## Exercise objective
Can you present the listing below as a numbered list, one line per entry, with blank lines and the pictures left out?

[Stored data]

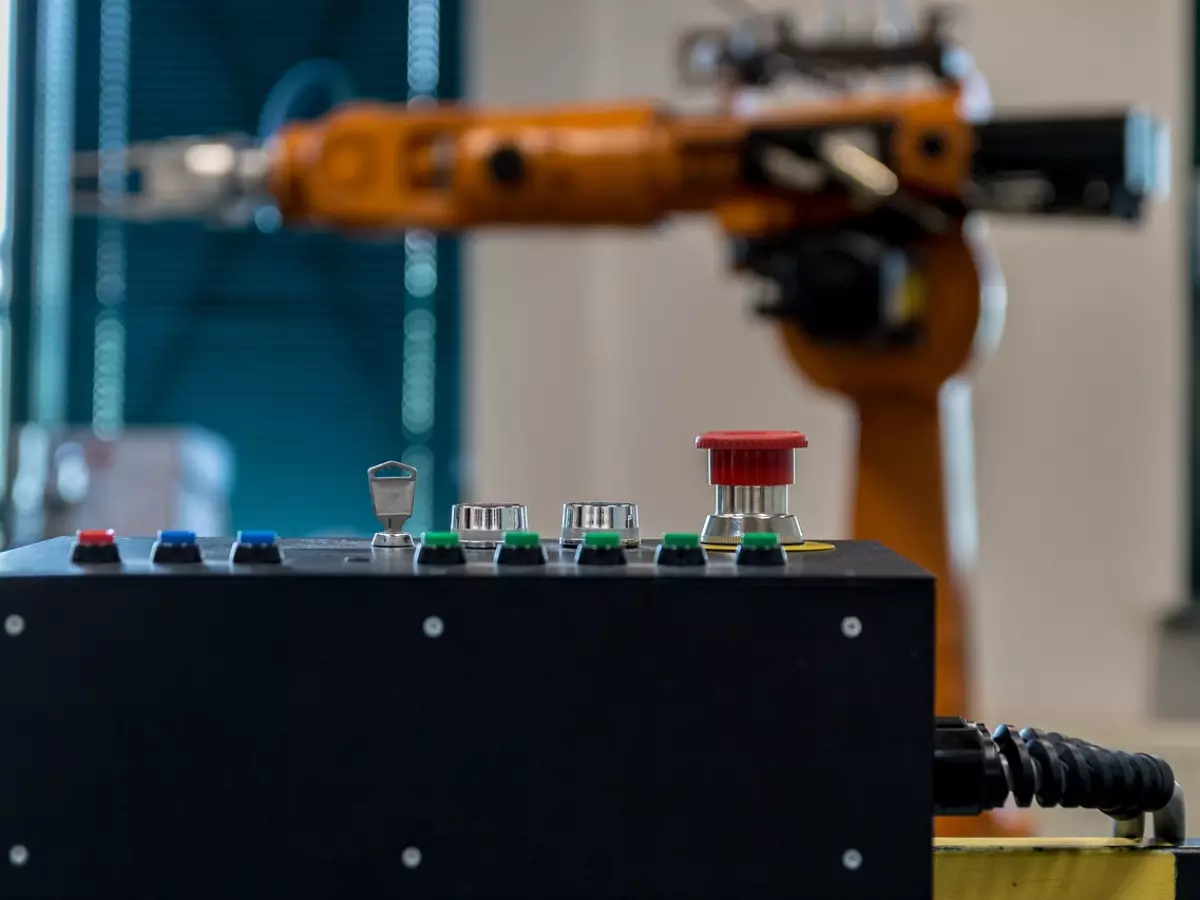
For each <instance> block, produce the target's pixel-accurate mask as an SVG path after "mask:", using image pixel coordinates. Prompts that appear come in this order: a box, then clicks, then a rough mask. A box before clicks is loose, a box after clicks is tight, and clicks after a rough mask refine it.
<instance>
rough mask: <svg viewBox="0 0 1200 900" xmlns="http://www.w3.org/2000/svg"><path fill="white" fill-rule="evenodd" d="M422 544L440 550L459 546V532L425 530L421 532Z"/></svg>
mask: <svg viewBox="0 0 1200 900" xmlns="http://www.w3.org/2000/svg"><path fill="white" fill-rule="evenodd" d="M421 544H424V545H425V546H426V547H432V548H436V550H440V548H444V547H457V546H458V533H457V532H425V533H424V534H421Z"/></svg>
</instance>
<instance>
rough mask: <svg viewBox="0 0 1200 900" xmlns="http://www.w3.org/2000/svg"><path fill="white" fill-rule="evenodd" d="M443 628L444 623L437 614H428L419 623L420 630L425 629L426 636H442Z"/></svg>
mask: <svg viewBox="0 0 1200 900" xmlns="http://www.w3.org/2000/svg"><path fill="white" fill-rule="evenodd" d="M445 629H446V626H445V623H444V622H443V620H442V619H439V618H438V617H437V616H430V617H428V618H427V619H426V620H425V623H424V624H422V625H421V630H422V631H425V636H426V637H442V632H443V631H445Z"/></svg>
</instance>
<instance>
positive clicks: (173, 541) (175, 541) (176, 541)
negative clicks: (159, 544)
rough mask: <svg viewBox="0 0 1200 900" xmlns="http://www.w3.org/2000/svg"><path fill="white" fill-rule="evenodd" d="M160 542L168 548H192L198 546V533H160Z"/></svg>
mask: <svg viewBox="0 0 1200 900" xmlns="http://www.w3.org/2000/svg"><path fill="white" fill-rule="evenodd" d="M158 542H160V544H162V545H164V546H168V547H191V546H192V545H193V544H196V532H178V530H167V532H158Z"/></svg>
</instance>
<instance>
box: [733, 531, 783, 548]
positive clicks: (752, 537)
mask: <svg viewBox="0 0 1200 900" xmlns="http://www.w3.org/2000/svg"><path fill="white" fill-rule="evenodd" d="M742 546H743V547H745V548H746V550H774V548H775V547H778V546H779V535H778V534H775V533H774V532H751V533H749V534H743V535H742Z"/></svg>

## Solved exercise
1. For each <instance> block, produce the target's pixel-accurate mask as an SVG path after "mask:", using image pixel coordinates. Prompts that appear come in this order: a box, then clicks, then a rough mask. A box before clicks is loose, a box after clicks is tight, and clicks after a rough mask refine it.
2. <instance>
3. rough mask: <svg viewBox="0 0 1200 900" xmlns="http://www.w3.org/2000/svg"><path fill="white" fill-rule="evenodd" d="M422 544L440 550L459 546V532L425 530L421 532Z"/></svg>
4. mask: <svg viewBox="0 0 1200 900" xmlns="http://www.w3.org/2000/svg"><path fill="white" fill-rule="evenodd" d="M421 544H424V545H425V546H426V547H432V548H436V550H440V548H444V547H457V546H458V533H457V532H425V533H424V534H421Z"/></svg>
5. </instance>
6. <instance>
7. rough mask: <svg viewBox="0 0 1200 900" xmlns="http://www.w3.org/2000/svg"><path fill="white" fill-rule="evenodd" d="M443 628L444 623L437 614H428L419 623L420 630L425 629L426 636H442Z"/></svg>
8. mask: <svg viewBox="0 0 1200 900" xmlns="http://www.w3.org/2000/svg"><path fill="white" fill-rule="evenodd" d="M445 629H446V626H445V623H444V622H443V620H442V619H439V618H438V617H437V616H430V617H428V618H427V619H426V620H425V623H424V624H422V625H421V630H422V631H425V636H426V637H442V632H443V631H445Z"/></svg>
9. </instance>
10. <instance>
11. positive clicks: (173, 541) (175, 541) (176, 541)
12. negative clicks: (159, 544)
13. rough mask: <svg viewBox="0 0 1200 900" xmlns="http://www.w3.org/2000/svg"><path fill="white" fill-rule="evenodd" d="M160 542L168 548H192L198 546V533H160Z"/></svg>
14. mask: <svg viewBox="0 0 1200 900" xmlns="http://www.w3.org/2000/svg"><path fill="white" fill-rule="evenodd" d="M158 542H160V544H162V545H164V546H168V547H191V546H192V545H193V544H196V532H178V530H167V532H158Z"/></svg>
15. </instance>
16. <instance>
17. box: [733, 531, 783, 548]
18. positive clicks: (752, 537)
19. mask: <svg viewBox="0 0 1200 900" xmlns="http://www.w3.org/2000/svg"><path fill="white" fill-rule="evenodd" d="M742 546H743V547H745V548H746V550H774V548H775V547H778V546H779V535H778V534H775V533H774V532H751V533H749V534H743V535H742Z"/></svg>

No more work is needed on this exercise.